- WRITTEN EXERCISE 1:
Reproduce the records word for word, everything from their first line down to and including the line containing "left=0, top=71, right=236, bottom=177".

─── PAGE EXTRACT ───

I haven’t read it, but it sounds like “Transition” by Iain M Banks (2009).

Here’s a quote I found:

So lets think about eclipses for a moment. Even if we haven’t seen an eclipse personally, we’ve seen photographs in magazines or the footage on television or youtube. We are almost blasé about them; they are just stuff that happens on our planet, like weather or earthquakes only not destructive, not life threatening.

But think about it. What an incredible coincidence it is that our moon fits exactly over our sun. Talk to astronomers and they’ll tell you that Earth’s moon is relatively much bigger than any other moon around any other planet. Most planets, like Jupiter or Saturn and so on, have moons that are tiny in comparison to themselves. Earth’s moon is enormous, and very close to us. If it was smaller or further away you’d only ever get partial eclipses; bigger or closer and would hide the sun completely and there’d be no halo of light round the moon in totality. This is an astounding coincidence, an incredible piece of luck. And for all we know, eclipses like this are unique. This could be a phenomenon that happens on Earth and nowhere else. So hold that thought eh?

───

- WRITTEN EXERCISE 2:
Name every planet that the passage on eclipses mentions by name.

─── RECORDS SHOWN ───

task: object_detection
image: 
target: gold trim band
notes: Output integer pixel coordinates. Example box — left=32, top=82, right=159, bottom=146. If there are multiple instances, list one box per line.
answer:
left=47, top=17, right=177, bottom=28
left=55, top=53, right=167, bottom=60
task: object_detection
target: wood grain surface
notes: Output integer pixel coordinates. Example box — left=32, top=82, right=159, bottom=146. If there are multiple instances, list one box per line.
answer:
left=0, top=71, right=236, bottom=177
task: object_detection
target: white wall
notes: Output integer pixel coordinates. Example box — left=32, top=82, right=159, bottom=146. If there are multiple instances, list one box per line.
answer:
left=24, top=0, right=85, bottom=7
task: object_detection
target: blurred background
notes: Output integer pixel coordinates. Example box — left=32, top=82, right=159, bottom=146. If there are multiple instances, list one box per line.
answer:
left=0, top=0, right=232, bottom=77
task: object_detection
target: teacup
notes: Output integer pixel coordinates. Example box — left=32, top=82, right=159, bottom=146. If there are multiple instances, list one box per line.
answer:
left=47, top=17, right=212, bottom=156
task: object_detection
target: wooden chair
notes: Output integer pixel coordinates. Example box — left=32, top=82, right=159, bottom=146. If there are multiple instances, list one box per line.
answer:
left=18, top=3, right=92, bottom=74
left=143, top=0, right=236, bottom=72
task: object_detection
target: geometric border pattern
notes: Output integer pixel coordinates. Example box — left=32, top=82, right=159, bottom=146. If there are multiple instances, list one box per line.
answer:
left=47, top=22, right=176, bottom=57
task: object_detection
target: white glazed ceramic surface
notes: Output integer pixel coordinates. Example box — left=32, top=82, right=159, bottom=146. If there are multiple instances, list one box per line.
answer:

───

- EXERCISE OUTPUT 1:
task: object_detection
image: 
target: gold trim band
notes: Output integer pixel coordinates. Example box — left=32, top=82, right=159, bottom=146. If there are multiple instances, list one box per line.
answer:
left=47, top=17, right=177, bottom=28
left=55, top=53, right=167, bottom=60
task: object_detection
target: wood grain surface
notes: Output integer pixel coordinates. Example box — left=32, top=82, right=159, bottom=146. If there are multiple instances, list one box per line.
answer:
left=0, top=71, right=236, bottom=177

- EXERCISE OUTPUT 2:
Earth, Jupiter, Saturn